-- STATED TASK --
Reproduce the passage on Kurdish oil and Kirkuk, starting at the words "Should that happen, the" and stopping after "from the boom.", and change "KRG" to "Kurdistan Regional Government" everywhere it occurs.

-- SOURCE --
· · ·

Also at stake is the Kurdish claim to Kirkuk Governorate. The government was to hold a referendum on the status of Kirkuk next month, but it remains unclear whether the vote will go ahead. Under the constitution, revenues from existing fields such as those in Kirkuk, belong to the central government. Newly developed fields would fall under Kurdish control, but as the constitution stipulates, the revenues must be shared with Baghdad.
At the moment, it appears the central government can do little to prevent the contracts from being carried out, though Kirkuk could end up being the government's leverage issue. Some observers have also speculated that Baghdad could block export routes, a threat also voiced by Turkish leaders seeking to place an economic embargo on the Kurdistan region in retaliation for the KRG's failure to expel Kurdistan Workers Party (PKK) militants from Iraqi territory.
Should that happen, the KRG could theoretically sell the oil through smuggling routes to Iran and Syria, but such a move would be unlikely to sit well with their international investors. Regardless, there is little chance the KRG will halt or even slow its development of the oil industry. Investors have flooded the region in recent months, and the KRG intends to benefit from the boom.

· · ·

-- EXTRACTED ENTRIES --
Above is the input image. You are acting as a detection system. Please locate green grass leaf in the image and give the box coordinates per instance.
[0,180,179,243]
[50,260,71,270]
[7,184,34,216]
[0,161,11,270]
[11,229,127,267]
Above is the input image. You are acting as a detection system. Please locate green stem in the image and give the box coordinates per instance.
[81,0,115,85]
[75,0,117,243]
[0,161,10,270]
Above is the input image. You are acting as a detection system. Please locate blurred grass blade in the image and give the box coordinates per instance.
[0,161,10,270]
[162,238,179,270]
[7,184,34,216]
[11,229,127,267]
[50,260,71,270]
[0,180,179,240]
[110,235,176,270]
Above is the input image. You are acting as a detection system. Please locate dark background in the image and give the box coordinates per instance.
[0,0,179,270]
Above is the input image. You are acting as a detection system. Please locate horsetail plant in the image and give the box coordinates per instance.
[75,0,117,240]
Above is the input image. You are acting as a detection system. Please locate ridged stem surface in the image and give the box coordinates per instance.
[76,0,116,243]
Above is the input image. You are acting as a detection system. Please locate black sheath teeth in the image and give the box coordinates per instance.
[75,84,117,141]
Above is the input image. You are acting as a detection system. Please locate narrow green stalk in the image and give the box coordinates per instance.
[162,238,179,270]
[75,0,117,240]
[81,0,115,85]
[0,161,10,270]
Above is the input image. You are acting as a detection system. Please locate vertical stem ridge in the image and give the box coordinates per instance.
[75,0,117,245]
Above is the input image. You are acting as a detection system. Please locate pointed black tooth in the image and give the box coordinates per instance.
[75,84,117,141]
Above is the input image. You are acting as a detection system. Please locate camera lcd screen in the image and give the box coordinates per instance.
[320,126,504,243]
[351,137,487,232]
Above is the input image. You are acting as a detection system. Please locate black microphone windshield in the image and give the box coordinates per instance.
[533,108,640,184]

· · ·

-- CORRECT RESPONSE --
Should that happen, the Kurdistan Regional Government could theoretically sell the oil through smuggling routes to Iran and Syria, but such a move would be unlikely to sit well with their international investors. Regardless, there is little chance the Kurdistan Regional Government will halt or even slow its development of the oil industry. Investors have flooded the region in recent months, and the Kurdistan Regional Government intends to benefit from the boom.